Your task:
Filter on the word "woman": copy each matching line from the listing below.

Extracted entries:

※

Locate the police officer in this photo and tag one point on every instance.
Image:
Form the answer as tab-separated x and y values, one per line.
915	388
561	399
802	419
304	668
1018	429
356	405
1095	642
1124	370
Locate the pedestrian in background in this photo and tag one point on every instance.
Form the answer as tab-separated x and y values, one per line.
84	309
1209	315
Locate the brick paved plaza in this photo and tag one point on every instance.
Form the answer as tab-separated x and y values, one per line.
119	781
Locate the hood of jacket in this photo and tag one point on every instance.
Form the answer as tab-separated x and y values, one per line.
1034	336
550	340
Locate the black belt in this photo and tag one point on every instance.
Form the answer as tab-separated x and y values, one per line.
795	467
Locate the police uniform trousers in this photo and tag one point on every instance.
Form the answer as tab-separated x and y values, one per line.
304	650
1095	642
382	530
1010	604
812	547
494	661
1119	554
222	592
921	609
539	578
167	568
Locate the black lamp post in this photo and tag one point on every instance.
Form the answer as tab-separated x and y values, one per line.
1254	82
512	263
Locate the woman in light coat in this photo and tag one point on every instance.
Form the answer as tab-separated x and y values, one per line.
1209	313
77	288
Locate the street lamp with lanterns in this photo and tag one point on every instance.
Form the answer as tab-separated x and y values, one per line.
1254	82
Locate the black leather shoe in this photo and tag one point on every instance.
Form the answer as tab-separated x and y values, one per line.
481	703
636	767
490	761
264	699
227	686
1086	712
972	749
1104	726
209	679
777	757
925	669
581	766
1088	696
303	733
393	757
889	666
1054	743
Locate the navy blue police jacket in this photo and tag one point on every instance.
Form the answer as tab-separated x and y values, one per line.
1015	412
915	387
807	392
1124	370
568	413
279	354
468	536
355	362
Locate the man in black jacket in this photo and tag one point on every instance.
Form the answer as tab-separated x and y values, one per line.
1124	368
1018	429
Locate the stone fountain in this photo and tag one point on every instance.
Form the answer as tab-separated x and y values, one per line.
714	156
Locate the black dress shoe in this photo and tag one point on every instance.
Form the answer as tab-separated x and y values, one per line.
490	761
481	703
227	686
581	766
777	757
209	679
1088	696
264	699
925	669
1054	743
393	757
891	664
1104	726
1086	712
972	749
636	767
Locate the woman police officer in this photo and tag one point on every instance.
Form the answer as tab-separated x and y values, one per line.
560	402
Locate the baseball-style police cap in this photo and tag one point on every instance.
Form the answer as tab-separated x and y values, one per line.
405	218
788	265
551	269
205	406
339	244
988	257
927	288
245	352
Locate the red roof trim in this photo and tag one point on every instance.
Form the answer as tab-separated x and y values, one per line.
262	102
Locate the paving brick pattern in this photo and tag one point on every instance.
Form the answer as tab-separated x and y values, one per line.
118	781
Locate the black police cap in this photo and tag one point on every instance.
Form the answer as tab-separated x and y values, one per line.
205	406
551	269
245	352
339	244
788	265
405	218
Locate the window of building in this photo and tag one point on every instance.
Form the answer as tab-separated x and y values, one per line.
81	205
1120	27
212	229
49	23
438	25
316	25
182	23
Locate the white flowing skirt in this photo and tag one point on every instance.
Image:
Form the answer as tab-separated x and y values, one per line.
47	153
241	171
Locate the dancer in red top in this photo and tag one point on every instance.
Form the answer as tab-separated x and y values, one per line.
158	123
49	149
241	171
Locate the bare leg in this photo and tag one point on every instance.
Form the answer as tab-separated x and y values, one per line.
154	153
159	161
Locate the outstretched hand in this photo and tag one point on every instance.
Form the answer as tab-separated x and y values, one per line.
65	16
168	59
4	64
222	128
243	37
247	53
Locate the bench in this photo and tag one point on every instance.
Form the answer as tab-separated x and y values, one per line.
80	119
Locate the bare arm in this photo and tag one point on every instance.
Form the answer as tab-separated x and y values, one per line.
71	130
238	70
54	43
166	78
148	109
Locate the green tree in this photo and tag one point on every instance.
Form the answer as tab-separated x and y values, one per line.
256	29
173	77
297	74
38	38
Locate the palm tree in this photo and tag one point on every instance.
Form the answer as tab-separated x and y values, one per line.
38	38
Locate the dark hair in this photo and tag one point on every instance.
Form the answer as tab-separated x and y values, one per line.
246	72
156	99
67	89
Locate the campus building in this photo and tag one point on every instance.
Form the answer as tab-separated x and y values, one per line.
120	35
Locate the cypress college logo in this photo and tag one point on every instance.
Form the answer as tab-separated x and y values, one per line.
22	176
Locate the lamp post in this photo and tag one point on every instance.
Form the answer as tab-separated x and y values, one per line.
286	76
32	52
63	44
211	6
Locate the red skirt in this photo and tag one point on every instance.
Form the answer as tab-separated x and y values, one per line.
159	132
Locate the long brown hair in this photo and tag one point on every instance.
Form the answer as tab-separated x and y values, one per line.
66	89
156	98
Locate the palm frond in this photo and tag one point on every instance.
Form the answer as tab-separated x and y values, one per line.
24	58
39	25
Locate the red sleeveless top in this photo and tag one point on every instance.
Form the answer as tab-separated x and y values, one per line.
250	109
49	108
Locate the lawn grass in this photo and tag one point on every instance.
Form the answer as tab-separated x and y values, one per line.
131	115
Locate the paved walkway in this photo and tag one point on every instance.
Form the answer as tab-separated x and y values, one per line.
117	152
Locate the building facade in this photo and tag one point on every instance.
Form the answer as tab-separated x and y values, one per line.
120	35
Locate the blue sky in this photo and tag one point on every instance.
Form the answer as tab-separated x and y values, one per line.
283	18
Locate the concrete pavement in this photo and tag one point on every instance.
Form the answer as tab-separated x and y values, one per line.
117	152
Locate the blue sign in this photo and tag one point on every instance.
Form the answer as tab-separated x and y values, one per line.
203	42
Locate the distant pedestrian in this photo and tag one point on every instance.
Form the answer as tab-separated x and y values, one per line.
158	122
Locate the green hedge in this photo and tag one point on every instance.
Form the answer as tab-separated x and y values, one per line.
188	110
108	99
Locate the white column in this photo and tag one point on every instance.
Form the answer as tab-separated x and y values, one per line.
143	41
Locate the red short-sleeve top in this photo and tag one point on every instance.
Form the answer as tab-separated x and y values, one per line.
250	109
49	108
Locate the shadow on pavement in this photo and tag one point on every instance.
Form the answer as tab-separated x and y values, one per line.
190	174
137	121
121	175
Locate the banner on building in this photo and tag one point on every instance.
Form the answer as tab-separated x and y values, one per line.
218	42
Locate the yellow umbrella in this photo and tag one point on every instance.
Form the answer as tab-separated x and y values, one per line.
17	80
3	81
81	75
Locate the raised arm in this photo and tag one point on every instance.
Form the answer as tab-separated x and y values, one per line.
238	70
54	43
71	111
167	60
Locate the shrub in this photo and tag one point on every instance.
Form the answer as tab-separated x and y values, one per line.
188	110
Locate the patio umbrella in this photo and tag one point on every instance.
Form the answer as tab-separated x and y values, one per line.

※

Task answer:
Locate the woman in light coat in this photo and tag one point on every instance.
Locate the woman police officer in this photo and tag one point on every instance.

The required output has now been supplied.